[Natural-language object grounding data]
=====
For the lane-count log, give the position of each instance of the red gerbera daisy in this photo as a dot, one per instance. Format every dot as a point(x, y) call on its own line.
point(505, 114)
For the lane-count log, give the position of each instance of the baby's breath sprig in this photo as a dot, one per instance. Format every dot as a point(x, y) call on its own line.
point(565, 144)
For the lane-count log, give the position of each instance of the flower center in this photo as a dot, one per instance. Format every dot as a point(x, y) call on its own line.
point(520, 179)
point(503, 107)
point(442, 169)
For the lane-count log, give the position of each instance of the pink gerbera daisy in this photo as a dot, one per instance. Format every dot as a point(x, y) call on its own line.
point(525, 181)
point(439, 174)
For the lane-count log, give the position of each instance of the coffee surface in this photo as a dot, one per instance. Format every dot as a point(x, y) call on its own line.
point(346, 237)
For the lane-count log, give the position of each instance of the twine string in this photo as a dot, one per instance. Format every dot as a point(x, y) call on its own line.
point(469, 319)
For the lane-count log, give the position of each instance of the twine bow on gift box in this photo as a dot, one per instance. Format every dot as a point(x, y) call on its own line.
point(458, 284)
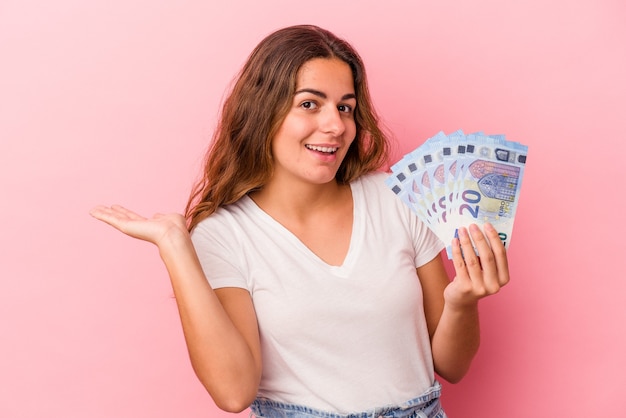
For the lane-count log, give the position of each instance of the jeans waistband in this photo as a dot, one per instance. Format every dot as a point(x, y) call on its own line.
point(426, 405)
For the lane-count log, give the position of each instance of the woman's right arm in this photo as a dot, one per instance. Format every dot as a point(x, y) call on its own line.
point(220, 326)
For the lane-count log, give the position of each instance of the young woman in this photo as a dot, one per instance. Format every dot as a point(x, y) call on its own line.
point(304, 286)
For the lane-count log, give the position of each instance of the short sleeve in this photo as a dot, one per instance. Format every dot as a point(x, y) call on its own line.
point(219, 260)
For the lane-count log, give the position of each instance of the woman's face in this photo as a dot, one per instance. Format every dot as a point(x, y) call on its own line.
point(314, 137)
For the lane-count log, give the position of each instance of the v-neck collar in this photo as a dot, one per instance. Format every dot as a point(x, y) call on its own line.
point(346, 267)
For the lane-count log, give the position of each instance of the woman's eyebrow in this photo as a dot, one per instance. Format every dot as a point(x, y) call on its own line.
point(323, 95)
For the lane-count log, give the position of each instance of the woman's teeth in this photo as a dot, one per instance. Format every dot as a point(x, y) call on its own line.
point(327, 150)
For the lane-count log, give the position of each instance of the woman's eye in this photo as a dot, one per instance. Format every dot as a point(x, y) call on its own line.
point(345, 108)
point(308, 105)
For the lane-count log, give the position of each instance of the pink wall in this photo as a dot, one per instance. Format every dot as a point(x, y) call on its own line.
point(104, 102)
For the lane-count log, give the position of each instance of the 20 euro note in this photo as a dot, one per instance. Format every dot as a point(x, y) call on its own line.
point(454, 180)
point(488, 190)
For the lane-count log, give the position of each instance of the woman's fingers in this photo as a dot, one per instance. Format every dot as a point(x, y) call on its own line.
point(479, 261)
point(499, 254)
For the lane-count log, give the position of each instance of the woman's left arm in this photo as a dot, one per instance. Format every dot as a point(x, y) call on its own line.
point(451, 307)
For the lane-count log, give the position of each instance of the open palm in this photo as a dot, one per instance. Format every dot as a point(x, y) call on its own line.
point(153, 230)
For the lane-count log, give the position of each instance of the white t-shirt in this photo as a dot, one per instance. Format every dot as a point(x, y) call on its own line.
point(338, 338)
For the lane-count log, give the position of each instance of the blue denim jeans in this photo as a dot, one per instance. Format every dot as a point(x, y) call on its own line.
point(424, 406)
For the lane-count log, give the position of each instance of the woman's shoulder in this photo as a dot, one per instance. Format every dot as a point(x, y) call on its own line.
point(226, 218)
point(373, 182)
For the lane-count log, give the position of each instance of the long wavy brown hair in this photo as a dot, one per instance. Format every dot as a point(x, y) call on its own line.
point(239, 159)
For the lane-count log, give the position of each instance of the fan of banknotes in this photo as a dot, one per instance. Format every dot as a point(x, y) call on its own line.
point(455, 180)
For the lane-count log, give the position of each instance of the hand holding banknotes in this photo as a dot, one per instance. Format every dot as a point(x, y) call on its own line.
point(477, 275)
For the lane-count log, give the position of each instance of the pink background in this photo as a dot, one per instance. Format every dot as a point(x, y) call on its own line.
point(114, 101)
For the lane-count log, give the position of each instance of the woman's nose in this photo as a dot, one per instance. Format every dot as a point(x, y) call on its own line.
point(332, 121)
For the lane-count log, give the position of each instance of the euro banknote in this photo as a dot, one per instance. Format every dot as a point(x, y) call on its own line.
point(459, 179)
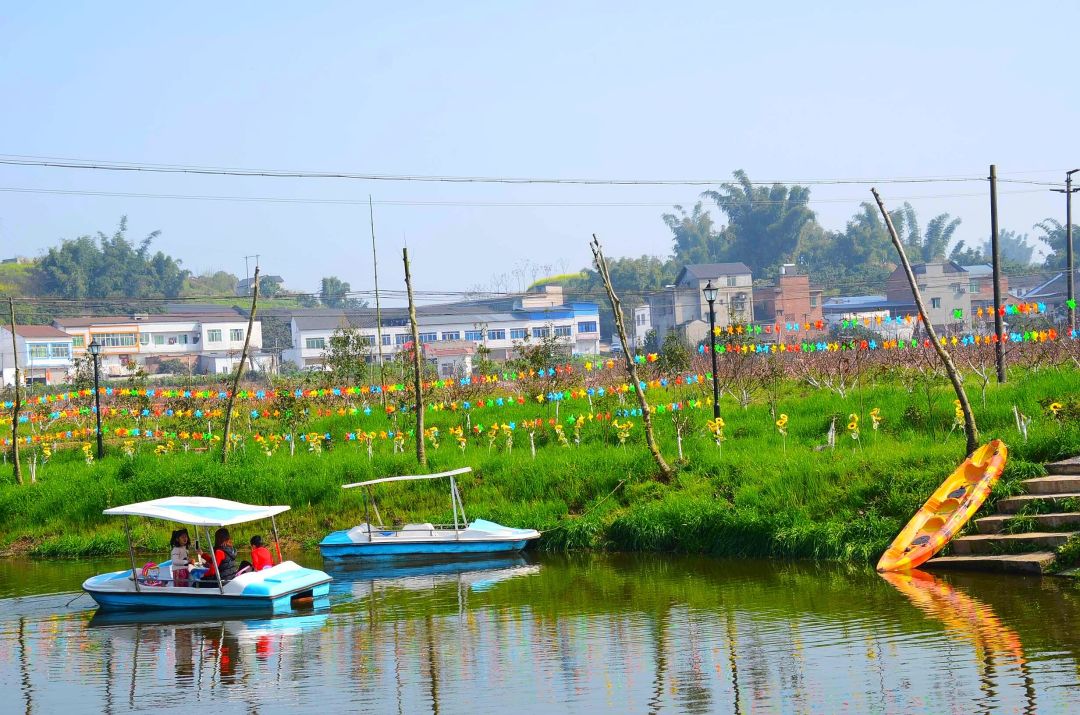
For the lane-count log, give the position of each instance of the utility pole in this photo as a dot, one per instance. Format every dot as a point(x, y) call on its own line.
point(240, 371)
point(999, 328)
point(1069, 270)
point(420, 456)
point(18, 396)
point(378, 310)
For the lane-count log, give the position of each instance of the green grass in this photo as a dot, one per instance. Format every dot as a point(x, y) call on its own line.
point(758, 497)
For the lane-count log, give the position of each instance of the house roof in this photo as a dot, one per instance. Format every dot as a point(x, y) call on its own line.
point(449, 349)
point(40, 332)
point(149, 318)
point(705, 271)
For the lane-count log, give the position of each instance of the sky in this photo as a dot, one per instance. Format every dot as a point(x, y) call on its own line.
point(556, 90)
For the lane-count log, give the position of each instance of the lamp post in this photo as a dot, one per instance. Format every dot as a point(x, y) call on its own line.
point(1069, 280)
point(95, 350)
point(711, 299)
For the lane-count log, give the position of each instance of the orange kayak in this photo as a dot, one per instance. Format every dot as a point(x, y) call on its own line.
point(952, 504)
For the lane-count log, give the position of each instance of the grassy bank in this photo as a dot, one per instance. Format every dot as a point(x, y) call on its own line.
point(761, 495)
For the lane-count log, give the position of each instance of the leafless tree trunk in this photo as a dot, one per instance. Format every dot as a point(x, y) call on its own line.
point(227, 437)
point(954, 376)
point(650, 440)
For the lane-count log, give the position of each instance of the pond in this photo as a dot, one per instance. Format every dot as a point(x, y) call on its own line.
point(540, 634)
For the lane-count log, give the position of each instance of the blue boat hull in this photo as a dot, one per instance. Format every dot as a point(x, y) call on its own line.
point(151, 601)
point(339, 551)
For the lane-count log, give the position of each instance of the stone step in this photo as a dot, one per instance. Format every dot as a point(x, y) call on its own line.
point(1053, 484)
point(1055, 522)
point(1065, 467)
point(1035, 563)
point(1008, 543)
point(1013, 504)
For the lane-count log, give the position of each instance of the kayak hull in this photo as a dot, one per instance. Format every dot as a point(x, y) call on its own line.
point(947, 510)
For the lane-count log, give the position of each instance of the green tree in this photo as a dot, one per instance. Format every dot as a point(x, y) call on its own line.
point(765, 224)
point(1053, 234)
point(109, 267)
point(693, 237)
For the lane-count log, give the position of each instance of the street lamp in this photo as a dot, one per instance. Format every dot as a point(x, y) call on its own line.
point(711, 299)
point(95, 350)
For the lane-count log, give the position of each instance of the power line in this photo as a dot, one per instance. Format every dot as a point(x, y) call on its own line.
point(57, 162)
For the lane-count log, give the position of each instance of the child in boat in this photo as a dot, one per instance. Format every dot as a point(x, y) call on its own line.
point(260, 555)
point(179, 557)
point(225, 556)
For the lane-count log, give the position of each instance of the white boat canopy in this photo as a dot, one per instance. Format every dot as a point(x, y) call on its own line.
point(407, 477)
point(198, 511)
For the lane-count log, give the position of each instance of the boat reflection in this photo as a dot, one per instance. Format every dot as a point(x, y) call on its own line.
point(997, 648)
point(360, 581)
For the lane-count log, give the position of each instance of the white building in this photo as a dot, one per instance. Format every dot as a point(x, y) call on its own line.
point(204, 342)
point(44, 355)
point(643, 323)
point(502, 325)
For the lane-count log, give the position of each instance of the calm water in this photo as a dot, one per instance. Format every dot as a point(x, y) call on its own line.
point(632, 634)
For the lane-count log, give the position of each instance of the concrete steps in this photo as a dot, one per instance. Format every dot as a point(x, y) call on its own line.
point(1052, 502)
point(1055, 522)
point(1065, 467)
point(1008, 543)
point(1029, 552)
point(1035, 563)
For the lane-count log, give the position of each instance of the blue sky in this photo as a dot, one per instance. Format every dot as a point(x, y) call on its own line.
point(785, 91)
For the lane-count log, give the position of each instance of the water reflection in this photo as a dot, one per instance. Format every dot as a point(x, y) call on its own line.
point(568, 634)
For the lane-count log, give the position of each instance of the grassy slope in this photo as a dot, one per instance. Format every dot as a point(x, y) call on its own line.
point(756, 498)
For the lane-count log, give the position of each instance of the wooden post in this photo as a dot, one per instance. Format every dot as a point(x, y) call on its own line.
point(378, 310)
point(420, 456)
point(18, 396)
point(650, 440)
point(954, 376)
point(999, 326)
point(240, 371)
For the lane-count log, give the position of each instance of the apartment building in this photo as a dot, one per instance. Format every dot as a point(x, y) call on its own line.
point(44, 355)
point(204, 342)
point(682, 307)
point(501, 325)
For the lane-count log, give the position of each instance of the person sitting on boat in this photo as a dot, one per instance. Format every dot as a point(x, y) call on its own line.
point(225, 556)
point(179, 557)
point(260, 555)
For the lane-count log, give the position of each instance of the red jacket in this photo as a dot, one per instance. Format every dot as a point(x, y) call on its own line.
point(260, 558)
=====
## Exercise brief
Nothing but the lines from the one with "the blue sky" to the last line of the data should appear in the answer, each exactly as it stands.

## Output below
For the lane-count log, give the position of each instance of the blue sky in this photo as a dot, one per instance. Format every dot as a point(x, y) call on its own line.
point(785, 91)
For the lane-count log, give the position of each instance of the water reflection in this photo as a dot, one per instance. Format every dot as a point(x, y) call on its own line.
point(568, 634)
For the lane-count log, give the position of each instance of the grassy slope in this photo as a dot, one per instance. Format every dot as a point(x, y) call on its own line.
point(756, 498)
For the lane-count log, give the position of each instance of the wooden post in this photo as a dot, one per instance. Format every dot as a point(x, y) call on its own line.
point(378, 310)
point(420, 456)
point(18, 396)
point(650, 440)
point(954, 376)
point(999, 326)
point(240, 371)
For the lane-count log, give the position of each instance of the apartment building in this photo as a dot, one per instance. Format every dot as a point(x, y) call on its own line.
point(44, 355)
point(204, 342)
point(682, 307)
point(501, 325)
For the lane-count log, give the position of each instance of the person sitting on boat in this photo as a dot, one per instance. Format every dot as a point(x, y) call on its own line.
point(225, 556)
point(179, 557)
point(260, 555)
For the lane-count log, give the position of each instance of the red jacket in this photo as a dot, one per instance. Format every dot as a point(x, y) call on its own line.
point(260, 558)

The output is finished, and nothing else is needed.